**What is needed:**
Turn the entries from the line with "the white cap" to the line with "<point>699,281</point>" into a two-column CSV with the headers request and answer. Give one row per entry, and put each value in its own quoted field with line breaks replaced by spaces.

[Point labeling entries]
════

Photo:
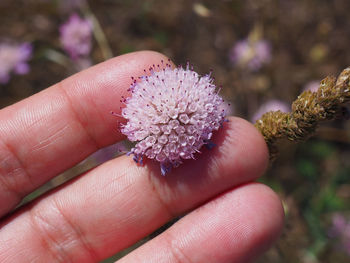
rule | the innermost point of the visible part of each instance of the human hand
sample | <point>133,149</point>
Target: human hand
<point>230,219</point>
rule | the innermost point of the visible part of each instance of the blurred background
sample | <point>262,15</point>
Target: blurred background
<point>263,53</point>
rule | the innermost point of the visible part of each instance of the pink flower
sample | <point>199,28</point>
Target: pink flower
<point>271,105</point>
<point>13,58</point>
<point>171,115</point>
<point>76,36</point>
<point>312,86</point>
<point>251,54</point>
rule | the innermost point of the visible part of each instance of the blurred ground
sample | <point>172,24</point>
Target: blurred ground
<point>309,39</point>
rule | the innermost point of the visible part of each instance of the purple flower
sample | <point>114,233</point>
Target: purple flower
<point>76,36</point>
<point>13,58</point>
<point>340,230</point>
<point>171,114</point>
<point>271,105</point>
<point>251,54</point>
<point>312,86</point>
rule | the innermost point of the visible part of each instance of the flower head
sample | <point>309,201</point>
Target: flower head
<point>171,114</point>
<point>76,36</point>
<point>13,58</point>
<point>271,105</point>
<point>251,54</point>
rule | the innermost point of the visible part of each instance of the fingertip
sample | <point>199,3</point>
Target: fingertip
<point>243,148</point>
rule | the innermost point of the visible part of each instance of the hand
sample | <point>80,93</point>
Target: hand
<point>230,218</point>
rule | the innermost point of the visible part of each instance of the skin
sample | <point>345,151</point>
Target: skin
<point>229,218</point>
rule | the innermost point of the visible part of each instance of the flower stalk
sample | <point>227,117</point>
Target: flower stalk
<point>308,110</point>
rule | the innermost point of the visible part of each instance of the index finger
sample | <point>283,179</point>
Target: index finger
<point>53,130</point>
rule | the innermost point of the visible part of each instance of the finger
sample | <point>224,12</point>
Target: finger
<point>49,132</point>
<point>118,203</point>
<point>235,227</point>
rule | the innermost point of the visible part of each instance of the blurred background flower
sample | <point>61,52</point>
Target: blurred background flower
<point>76,36</point>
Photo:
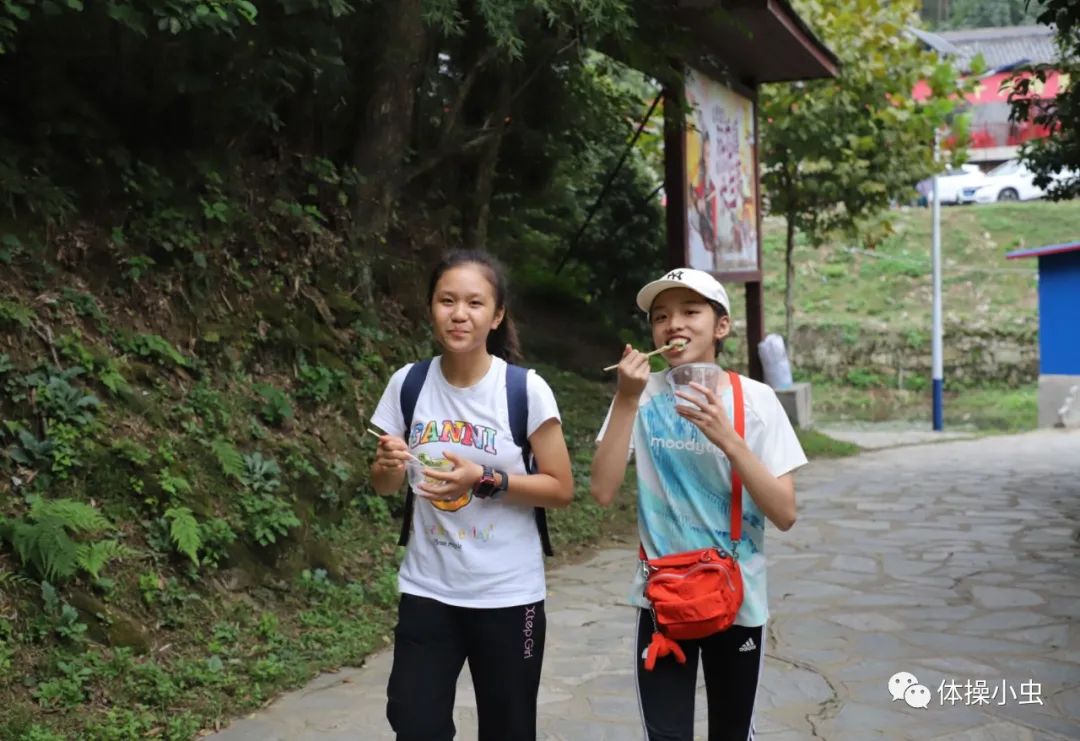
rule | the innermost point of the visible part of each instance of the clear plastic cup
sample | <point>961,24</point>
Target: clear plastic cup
<point>705,374</point>
<point>416,476</point>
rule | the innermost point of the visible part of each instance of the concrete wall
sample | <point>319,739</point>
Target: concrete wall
<point>1060,401</point>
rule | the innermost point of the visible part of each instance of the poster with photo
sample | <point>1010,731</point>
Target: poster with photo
<point>721,194</point>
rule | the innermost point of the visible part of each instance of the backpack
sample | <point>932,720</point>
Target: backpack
<point>517,406</point>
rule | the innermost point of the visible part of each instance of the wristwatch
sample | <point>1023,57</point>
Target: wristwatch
<point>487,485</point>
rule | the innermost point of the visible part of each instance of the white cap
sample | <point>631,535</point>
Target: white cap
<point>699,281</point>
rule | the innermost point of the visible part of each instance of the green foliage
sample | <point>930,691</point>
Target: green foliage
<point>132,452</point>
<point>1055,159</point>
<point>215,535</point>
<point>229,458</point>
<point>319,382</point>
<point>59,617</point>
<point>30,452</point>
<point>267,515</point>
<point>46,538</point>
<point>15,313</point>
<point>979,13</point>
<point>84,305</point>
<point>66,403</point>
<point>184,529</point>
<point>275,408</point>
<point>154,348</point>
<point>836,153</point>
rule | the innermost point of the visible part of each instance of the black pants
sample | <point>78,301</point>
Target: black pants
<point>504,649</point>
<point>731,662</point>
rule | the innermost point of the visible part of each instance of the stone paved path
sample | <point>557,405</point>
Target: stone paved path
<point>956,562</point>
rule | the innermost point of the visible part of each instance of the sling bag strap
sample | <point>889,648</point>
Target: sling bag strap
<point>517,408</point>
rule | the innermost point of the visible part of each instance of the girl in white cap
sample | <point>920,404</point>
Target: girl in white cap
<point>687,455</point>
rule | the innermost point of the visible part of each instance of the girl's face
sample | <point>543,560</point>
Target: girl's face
<point>463,309</point>
<point>680,313</point>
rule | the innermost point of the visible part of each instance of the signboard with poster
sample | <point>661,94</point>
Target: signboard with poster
<point>721,180</point>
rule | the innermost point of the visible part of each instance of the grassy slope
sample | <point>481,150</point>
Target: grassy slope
<point>890,287</point>
<point>891,284</point>
<point>219,646</point>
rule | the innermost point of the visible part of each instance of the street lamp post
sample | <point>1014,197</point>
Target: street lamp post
<point>937,364</point>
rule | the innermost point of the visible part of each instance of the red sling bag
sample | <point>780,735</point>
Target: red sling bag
<point>697,593</point>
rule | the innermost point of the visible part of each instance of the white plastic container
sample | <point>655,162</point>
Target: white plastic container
<point>705,374</point>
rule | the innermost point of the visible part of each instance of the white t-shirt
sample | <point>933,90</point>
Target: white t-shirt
<point>684,483</point>
<point>487,553</point>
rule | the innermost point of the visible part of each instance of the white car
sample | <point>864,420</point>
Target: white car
<point>1009,182</point>
<point>952,183</point>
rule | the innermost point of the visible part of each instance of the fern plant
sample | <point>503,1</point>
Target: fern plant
<point>30,452</point>
<point>184,531</point>
<point>45,538</point>
<point>66,403</point>
<point>228,458</point>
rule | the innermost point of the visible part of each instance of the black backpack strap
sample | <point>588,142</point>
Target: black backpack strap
<point>410,391</point>
<point>517,405</point>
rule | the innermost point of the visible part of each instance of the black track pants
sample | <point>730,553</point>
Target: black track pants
<point>432,642</point>
<point>731,661</point>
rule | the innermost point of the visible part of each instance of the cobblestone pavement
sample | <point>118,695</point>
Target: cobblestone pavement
<point>955,562</point>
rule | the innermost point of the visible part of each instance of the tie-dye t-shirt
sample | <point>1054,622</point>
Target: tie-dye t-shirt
<point>684,483</point>
<point>485,553</point>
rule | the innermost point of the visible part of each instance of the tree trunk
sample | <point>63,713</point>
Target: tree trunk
<point>385,128</point>
<point>476,220</point>
<point>790,282</point>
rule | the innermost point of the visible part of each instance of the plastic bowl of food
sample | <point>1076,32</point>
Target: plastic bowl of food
<point>416,476</point>
<point>704,374</point>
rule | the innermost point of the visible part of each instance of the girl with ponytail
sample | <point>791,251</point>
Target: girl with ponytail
<point>472,582</point>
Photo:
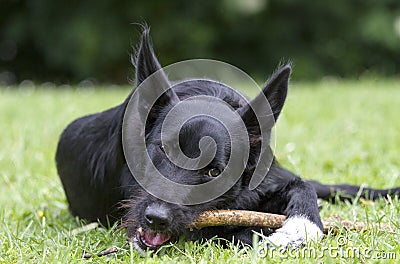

════

**Answer to the task:**
request,answer
"rule | the innermost point of the visible part of each instance of the white cap sample | <point>631,535</point> Target: white cap","<point>699,281</point>"